* [Work to be completed]: Please rewrite all of the material below as a numbered list, leaving out any blank lines.

* [Records supplied]:
━━━━━━━━━━━━━━━━━━━━

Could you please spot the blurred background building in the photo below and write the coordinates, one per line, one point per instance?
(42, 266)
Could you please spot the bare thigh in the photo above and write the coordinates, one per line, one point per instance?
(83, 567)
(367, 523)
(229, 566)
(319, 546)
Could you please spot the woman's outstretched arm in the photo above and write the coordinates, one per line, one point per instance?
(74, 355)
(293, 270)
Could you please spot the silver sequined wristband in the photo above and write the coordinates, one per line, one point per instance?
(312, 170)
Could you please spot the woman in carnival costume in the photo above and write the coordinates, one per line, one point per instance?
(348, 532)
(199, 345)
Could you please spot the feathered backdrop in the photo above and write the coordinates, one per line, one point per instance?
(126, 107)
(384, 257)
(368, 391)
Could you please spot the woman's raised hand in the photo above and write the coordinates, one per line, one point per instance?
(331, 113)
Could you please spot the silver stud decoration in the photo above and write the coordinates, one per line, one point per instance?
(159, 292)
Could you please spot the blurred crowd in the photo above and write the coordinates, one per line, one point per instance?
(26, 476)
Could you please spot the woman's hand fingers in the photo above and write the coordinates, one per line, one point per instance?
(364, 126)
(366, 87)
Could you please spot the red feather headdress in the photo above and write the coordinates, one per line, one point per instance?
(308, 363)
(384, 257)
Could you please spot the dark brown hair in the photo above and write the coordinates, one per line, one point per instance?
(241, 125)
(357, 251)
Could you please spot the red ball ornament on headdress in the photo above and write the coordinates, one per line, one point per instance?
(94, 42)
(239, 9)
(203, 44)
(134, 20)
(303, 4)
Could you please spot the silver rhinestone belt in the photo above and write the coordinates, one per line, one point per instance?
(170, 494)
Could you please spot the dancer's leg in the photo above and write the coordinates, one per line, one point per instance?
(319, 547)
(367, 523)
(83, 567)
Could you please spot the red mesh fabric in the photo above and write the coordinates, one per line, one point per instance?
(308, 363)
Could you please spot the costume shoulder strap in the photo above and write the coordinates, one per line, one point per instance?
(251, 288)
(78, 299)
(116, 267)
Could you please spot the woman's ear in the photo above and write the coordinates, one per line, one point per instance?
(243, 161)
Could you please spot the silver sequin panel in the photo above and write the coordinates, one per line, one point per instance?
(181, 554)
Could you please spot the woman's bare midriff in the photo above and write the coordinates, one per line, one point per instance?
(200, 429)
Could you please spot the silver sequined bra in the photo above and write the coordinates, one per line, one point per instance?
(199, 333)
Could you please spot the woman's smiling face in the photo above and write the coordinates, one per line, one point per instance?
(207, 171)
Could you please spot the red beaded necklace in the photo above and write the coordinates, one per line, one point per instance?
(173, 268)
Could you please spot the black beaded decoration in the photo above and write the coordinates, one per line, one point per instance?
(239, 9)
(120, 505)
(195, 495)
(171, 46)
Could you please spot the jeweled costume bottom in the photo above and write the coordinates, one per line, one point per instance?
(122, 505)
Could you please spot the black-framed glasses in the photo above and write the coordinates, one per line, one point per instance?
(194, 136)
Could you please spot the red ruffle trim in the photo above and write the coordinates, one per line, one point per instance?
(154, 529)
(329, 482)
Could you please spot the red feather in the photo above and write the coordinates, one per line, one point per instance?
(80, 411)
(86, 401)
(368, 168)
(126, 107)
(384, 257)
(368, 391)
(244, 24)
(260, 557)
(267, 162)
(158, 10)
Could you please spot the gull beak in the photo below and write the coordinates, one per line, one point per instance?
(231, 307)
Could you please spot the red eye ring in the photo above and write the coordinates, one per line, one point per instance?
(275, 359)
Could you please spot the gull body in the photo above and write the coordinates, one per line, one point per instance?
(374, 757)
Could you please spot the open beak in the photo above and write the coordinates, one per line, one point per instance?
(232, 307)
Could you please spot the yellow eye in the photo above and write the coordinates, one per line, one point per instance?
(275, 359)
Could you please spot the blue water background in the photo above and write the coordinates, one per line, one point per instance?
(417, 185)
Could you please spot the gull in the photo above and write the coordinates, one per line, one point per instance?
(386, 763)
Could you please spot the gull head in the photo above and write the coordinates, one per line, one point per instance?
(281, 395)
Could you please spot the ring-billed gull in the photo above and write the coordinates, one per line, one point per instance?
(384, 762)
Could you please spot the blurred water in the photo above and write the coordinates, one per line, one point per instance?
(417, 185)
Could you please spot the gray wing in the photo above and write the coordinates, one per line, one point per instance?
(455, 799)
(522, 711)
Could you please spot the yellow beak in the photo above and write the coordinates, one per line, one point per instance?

━━━━━━━━━━━━━━━━━━━━

* [Result]:
1. Could you please spot the blurred background building in the photo below and write the coordinates, one per line, one point per instance?
2. (42, 266)
3. Could you please spot the bare thigh in the photo above and write the coordinates, one per line, one point per instance?
4. (83, 567)
5. (367, 523)
6. (229, 566)
7. (319, 546)
8. Could you please spot the woman's outstretched arm in the photo above and write the coordinates, one per line, one point per instance?
9. (74, 355)
10. (293, 270)
11. Could you please spot the silver sequined wristband in the photo above and write the coordinates, one per line, one point per instance?
12. (312, 170)
13. Could you please spot the woman in carnival costume in the photo above and write the coordinates, one per line, one point per instance?
14. (348, 532)
15. (199, 345)
16. Could you please spot the feathered backdrop in the photo above and write the coordinates, one per line, one point per instance?
17. (126, 107)
18. (384, 257)
19. (368, 391)
20. Could you please spot the woman's raised hand in the photo above and write the coordinates, one per line, one point per instance?
21. (331, 113)
22. Could you please spot the silver stud decoration in the photo above and write the coordinates, one per line, one point per instance?
23. (159, 292)
24. Could you please spot the blurred crowd in the photo above and write the coordinates, one per line, one point per instance?
25. (26, 476)
26. Could you please spot the woman's hand fingers in the photo above and write the coordinates, one per line, one point per instance?
27. (364, 126)
28. (366, 87)
29. Could you please spot the red feather headdress in the photo above and write the coordinates, one per line, one point per instance?
30. (308, 363)
31. (384, 257)
32. Could you please spot the dark brown hair in the photo above and write the coordinates, one per line, one point per instance?
33. (241, 125)
34. (357, 251)
35. Could you please spot the red ball ornament on headdress in the photo above and write the coordinates, one per line, one point per instance?
36. (94, 42)
37. (239, 9)
38. (203, 44)
39. (134, 20)
40. (303, 4)
41. Could you please spot the silver rhinestone belt in the photo above and write the coordinates, one per line, one point per instance?
42. (170, 494)
43. Could you please spot the dancer's leg in the photo above and write the coordinates, one per line, one point per instance?
44. (319, 547)
45. (367, 523)
46. (83, 567)
47. Could you please spot the red mesh fabric in the photo above and write the coordinates, one per line, one point per instance?
48. (308, 363)
49. Could you please spot the costume shoulder strap in the photo above and write the coordinates, one per line, one point per instance?
50. (251, 288)
51. (78, 299)
52. (116, 267)
53. Could you please spot the woman's ear in the photo above and write the coordinates, one per line, one point per instance?
54. (243, 161)
55. Could you please spot the silver sequin panel in the photo above and write the coordinates, one per line, one point per instance?
56. (181, 554)
57. Could you please spot the woman's bare midriff in the photo above and write the coordinates, one per line, one point per instance?
58. (200, 429)
59. Could you please spot the silver sequined bra in the photo above and write the coordinates, one per line, one point per instance?
60. (199, 333)
61. Could you please spot the woman's smiling face in the photo above and write the coordinates, one per line, one point per instance?
62. (207, 171)
63. Could you please spot the red beaded necklace in the photo above and write the coordinates, one per line, one point per instance?
64. (173, 268)
65. Could you please spot the black beaded decoration in the photo above and write the coordinates, one per line, one point per instance?
66. (239, 9)
67. (120, 505)
68. (195, 495)
69. (171, 46)
70. Could you please spot the jeweled costume bottom in the photo above and write the coordinates, one per line, one point per instance?
71. (122, 505)
72. Could you please spot the black-framed glasses in the photo above and write the coordinates, one per line, one point per instance?
73. (194, 136)
74. Could you please spot the red ruffle trim in the photo above and write the coordinates, one per line, one point per instance?
75. (154, 529)
76. (329, 482)
77. Could you please spot the red feather in the photo above and write the coordinates, one per line, one point per instance?
78. (80, 411)
79. (86, 401)
80. (368, 168)
81. (126, 107)
82. (384, 257)
83. (368, 391)
84. (244, 24)
85. (260, 557)
86. (267, 162)
87. (158, 10)
88. Could you please spot the gull beak in the photo below and write the coordinates, one per line, one point per instance?
89. (231, 307)
90. Could you please spot the red eye ring in the photo above and write the coordinates, one per line, one point per instance?
91. (275, 359)
92. Could you please spot the gull body in the photo above and write the coordinates, one per line, one point per instance?
93. (374, 757)
94. Could you please spot the open beak in the photo above and write the coordinates, one per line, one point per instance?
95. (232, 307)
96. Could you please spot the yellow eye in the photo above and write the coordinates, one per line, one point per instance?
97. (275, 359)
98. Could you please spot the blue water background in the photo above and write the coordinates, one per line, one point per instance?
99. (417, 185)
100. Could you please spot the gull in the photo above and write the coordinates, one per line, one point per instance?
101. (386, 763)
102. Could you please spot the gull head in the photo above and write the coordinates, one per line, one point per instance?
103. (281, 395)
104. Could you please spot the ring-billed gull in the photo above and write the coordinates, one per line, one point per instance?
105. (384, 762)
106. Could you please spot the blurred water in the photo above and write the coordinates, one per line, one point per instance?
107. (417, 185)
108. Could you please spot the gray wing in the photo above and write the coordinates, one per line, one point per instance?
109. (455, 799)
110. (522, 711)
111. Could you please spot the yellow beak in the photo above and write the coordinates, one per line, one point per instance?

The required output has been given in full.